### Stored records
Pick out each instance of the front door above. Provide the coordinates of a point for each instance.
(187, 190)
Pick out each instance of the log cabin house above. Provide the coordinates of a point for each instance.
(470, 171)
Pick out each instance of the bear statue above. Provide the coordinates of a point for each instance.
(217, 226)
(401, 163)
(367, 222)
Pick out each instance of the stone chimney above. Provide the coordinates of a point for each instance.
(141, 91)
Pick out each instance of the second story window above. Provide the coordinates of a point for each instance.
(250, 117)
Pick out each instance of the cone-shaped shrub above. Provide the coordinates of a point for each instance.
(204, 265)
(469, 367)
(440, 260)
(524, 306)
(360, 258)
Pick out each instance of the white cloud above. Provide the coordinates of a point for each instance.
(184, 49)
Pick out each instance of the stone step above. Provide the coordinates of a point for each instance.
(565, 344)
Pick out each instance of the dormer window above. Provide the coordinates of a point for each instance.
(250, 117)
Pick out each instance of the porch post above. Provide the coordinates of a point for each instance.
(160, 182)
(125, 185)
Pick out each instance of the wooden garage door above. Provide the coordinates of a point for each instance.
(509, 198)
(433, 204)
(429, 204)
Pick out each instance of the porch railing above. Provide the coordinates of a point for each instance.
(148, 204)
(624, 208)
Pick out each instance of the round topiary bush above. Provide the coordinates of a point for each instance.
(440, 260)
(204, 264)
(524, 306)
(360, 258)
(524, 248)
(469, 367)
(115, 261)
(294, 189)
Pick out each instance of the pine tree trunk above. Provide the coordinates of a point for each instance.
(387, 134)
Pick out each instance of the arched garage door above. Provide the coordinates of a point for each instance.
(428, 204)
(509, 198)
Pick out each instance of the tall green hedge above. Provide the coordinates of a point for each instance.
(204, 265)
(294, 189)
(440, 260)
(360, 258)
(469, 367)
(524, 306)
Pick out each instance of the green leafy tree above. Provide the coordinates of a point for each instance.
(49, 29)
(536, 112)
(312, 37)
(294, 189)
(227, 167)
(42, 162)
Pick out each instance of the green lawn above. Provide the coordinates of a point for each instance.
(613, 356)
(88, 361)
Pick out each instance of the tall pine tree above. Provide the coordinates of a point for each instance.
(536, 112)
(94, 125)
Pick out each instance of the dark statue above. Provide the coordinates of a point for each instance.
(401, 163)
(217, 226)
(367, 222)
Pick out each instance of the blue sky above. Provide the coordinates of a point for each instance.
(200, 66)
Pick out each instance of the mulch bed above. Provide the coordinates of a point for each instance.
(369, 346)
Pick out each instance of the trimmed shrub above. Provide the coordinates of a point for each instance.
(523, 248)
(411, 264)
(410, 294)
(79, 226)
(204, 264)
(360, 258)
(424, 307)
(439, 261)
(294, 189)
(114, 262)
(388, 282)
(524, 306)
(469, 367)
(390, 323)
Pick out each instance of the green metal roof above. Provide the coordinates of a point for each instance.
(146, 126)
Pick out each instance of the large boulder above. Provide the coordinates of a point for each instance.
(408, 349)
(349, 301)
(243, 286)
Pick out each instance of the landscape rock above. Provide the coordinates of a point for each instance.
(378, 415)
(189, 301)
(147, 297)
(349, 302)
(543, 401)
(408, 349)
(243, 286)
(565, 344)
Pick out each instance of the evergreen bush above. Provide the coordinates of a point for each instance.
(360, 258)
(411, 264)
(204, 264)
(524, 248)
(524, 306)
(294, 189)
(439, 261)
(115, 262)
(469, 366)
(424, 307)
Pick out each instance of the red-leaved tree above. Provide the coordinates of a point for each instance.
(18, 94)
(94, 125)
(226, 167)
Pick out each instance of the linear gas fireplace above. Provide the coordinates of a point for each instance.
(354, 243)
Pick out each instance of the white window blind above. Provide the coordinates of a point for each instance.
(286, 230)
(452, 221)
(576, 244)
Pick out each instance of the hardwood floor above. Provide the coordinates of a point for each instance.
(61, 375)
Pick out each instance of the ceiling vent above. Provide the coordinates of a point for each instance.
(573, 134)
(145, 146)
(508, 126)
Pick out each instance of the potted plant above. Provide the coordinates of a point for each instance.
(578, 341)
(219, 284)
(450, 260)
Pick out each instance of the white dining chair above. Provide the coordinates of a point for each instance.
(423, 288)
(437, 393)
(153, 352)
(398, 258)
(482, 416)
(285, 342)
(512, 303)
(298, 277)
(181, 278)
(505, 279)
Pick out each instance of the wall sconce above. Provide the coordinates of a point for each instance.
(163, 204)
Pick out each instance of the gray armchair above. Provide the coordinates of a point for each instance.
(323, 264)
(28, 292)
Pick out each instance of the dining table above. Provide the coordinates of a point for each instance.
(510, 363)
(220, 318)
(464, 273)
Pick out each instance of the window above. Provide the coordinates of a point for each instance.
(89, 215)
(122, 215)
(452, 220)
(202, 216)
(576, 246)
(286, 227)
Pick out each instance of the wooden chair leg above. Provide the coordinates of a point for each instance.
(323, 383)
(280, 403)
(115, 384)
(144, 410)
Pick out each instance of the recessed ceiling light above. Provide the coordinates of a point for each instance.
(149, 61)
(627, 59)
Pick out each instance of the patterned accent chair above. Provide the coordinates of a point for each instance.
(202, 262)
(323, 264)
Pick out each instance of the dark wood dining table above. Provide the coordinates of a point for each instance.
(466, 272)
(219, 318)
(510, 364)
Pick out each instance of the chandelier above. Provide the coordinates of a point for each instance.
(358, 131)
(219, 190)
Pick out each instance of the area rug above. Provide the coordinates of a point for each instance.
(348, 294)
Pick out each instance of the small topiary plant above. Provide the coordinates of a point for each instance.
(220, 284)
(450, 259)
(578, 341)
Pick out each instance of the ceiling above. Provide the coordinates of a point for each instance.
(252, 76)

### Request
Take the entries above and copy them out exactly.

### Result of the task
Pick out each instance of the front door above. Provide the coordinates of a point for each instance.
(187, 190)
Pick out each instance of the log cabin house above. Provide the coordinates of a point for each instance.
(470, 171)
Pick out each instance of the bear statue above. Provide the coordinates of a point for each instance.
(217, 226)
(401, 163)
(367, 222)
Pick out each instance of the stone chimney above. Provide the coordinates of a point for each instance.
(141, 91)
Pick out each instance of the second story window above. Provide the coordinates of a point for each instance.
(250, 117)
Pick out each instance of the cone-shaped shrub above. Provide the coordinates of a point for each instance.
(204, 265)
(469, 367)
(440, 260)
(524, 306)
(360, 258)
Pick out each instance of the white cloud above. Provide the coordinates of a point for each instance.
(184, 49)
Pick out each instance of the stone step above. Provide the coordinates of a point for each instance.
(565, 344)
Pick out each instance of the dormer window above. Provide the coordinates of a point for each instance.
(250, 117)
Pick out each instance of the porch post above. Provide the coordinates of a point for each instance.
(160, 182)
(125, 185)
Pick out each instance of the wooden garage door above. Provide the coordinates of a point for each instance.
(509, 198)
(433, 204)
(429, 204)
Pick out each instance of the porch railing above. Provide the coordinates of a point for each instance.
(148, 204)
(624, 208)
Pick out each instance of the round topiary bush above. Provide the coordinates of a point for each instance.
(440, 260)
(204, 264)
(524, 306)
(360, 258)
(524, 248)
(469, 367)
(115, 261)
(294, 189)
Pick out each instance of the pine tree trunk above. Provide the coordinates of a point for each instance.
(387, 134)
Pick out each instance of the arched garage door above. Provide the coordinates of a point for each instance.
(428, 204)
(509, 198)
Pick out each instance of the tall green hedge above. Provide the coordinates of a point for each instance.
(204, 265)
(294, 189)
(440, 260)
(360, 258)
(469, 367)
(524, 306)
Pick out each instance of the green leafy tree above. Provide the coordinates of a point for each instance.
(49, 29)
(536, 112)
(312, 37)
(294, 189)
(227, 167)
(42, 162)
Pick out each instance of the green lawn above. Provide the coordinates of a point for each instance.
(613, 356)
(88, 361)
Pick out each instance of the tall pine tree above. Provide the coordinates of a point for each instance.
(536, 112)
(94, 125)
Pick out each instance of the dark statue above. Provide the coordinates of a point for each instance.
(401, 163)
(217, 226)
(367, 222)
Pick out each instance of the blue sky above. Provide the coordinates of a point for each instance.
(200, 66)
Pick out each instance of the mulch bed above. Provide the coordinates of a point for each instance.
(369, 346)
Pick out each instance of the trimmed shrub above. Provide the coordinates of a point for each instance.
(523, 248)
(411, 264)
(410, 294)
(79, 226)
(204, 264)
(360, 258)
(424, 307)
(439, 261)
(294, 189)
(114, 262)
(388, 282)
(524, 306)
(469, 367)
(390, 323)
Pick out each instance of the green metal roof above. Provide the coordinates of a point for each instance.
(146, 126)
Pick out each instance of the large boulder above. Provide the coordinates of a point for each instance.
(408, 349)
(349, 301)
(243, 286)
Pick out each instance of the landscape rock above. Provide the coordinates of a point for each instance.
(378, 415)
(189, 301)
(147, 297)
(349, 302)
(543, 401)
(408, 349)
(243, 286)
(565, 344)
Pick out each instance of the evergreen bush above. Provide the coordinates of a point for each instance.
(360, 258)
(411, 264)
(204, 264)
(524, 248)
(524, 306)
(294, 189)
(439, 261)
(115, 262)
(469, 366)
(424, 307)
Pick out each instance of the red-leaved tree above. Provide the coordinates of a point for each instance.
(18, 94)
(94, 125)
(226, 167)
Pick out each instance of the linear gas fireplace above. Provide the coordinates of a point for each instance.
(354, 243)
Pick out each instance of the white window blind above. Provide the coordinates of a point for each instance.
(286, 230)
(452, 221)
(576, 244)
Pick out each instance of the hardwood floor above. Provide the coordinates of a point for each instance.
(61, 375)
Pick out each instance of the ceiling vent above. Provide the coordinates of a point for each instance.
(573, 134)
(145, 146)
(508, 126)
Pick out each instance of the potted plant above. Provide the coordinates of a point for each instance.
(578, 341)
(219, 284)
(450, 260)
Pick out each instance of the white dining chair above. Provide the coordinates of a point for each instance.
(423, 288)
(437, 393)
(153, 352)
(398, 258)
(482, 416)
(285, 342)
(512, 303)
(298, 277)
(181, 278)
(505, 279)
Pick out each instance of the wall sconce above. Provide the coordinates of a point for each instance.
(163, 204)
Pick out each instance of the gray armchair above. Provide the coordinates of a point for each instance.
(323, 264)
(28, 292)
Pick out each instance of the dining table above. Provide the coordinates of a point for each instance.
(510, 363)
(220, 318)
(464, 273)
Pick out each instance of the window above. Provide the coordinates of a point for each instance.
(89, 215)
(122, 215)
(452, 220)
(202, 216)
(576, 246)
(286, 227)
Pick out each instance of the wooden chair leg above. Provide the coordinates of a point for each instance.
(323, 383)
(280, 403)
(115, 384)
(144, 410)
Pick out each instance of the recessed ceiling light above. Provide the coordinates of a point for each instance.
(149, 61)
(627, 59)
Pick out each instance of the patterned accent chair above. Provide the coordinates of a point for each instance.
(202, 262)
(323, 264)
Pick out each instance of the dark wood dining table above. Provide the coordinates of a point for each instance.
(466, 272)
(219, 318)
(510, 364)
Pick out each instance of the chandelier above. Provide the coordinates of a point for each instance.
(358, 131)
(219, 190)
Pick out each instance of the area rug above. Provide the coordinates of a point for each instance.
(348, 294)
Pick out each instance of the small topiary plant above. Provide the coordinates of a point for each instance.
(220, 284)
(450, 259)
(578, 341)
Pick out each instance of the ceiling above. Provide the coordinates of a point for each instance.
(252, 76)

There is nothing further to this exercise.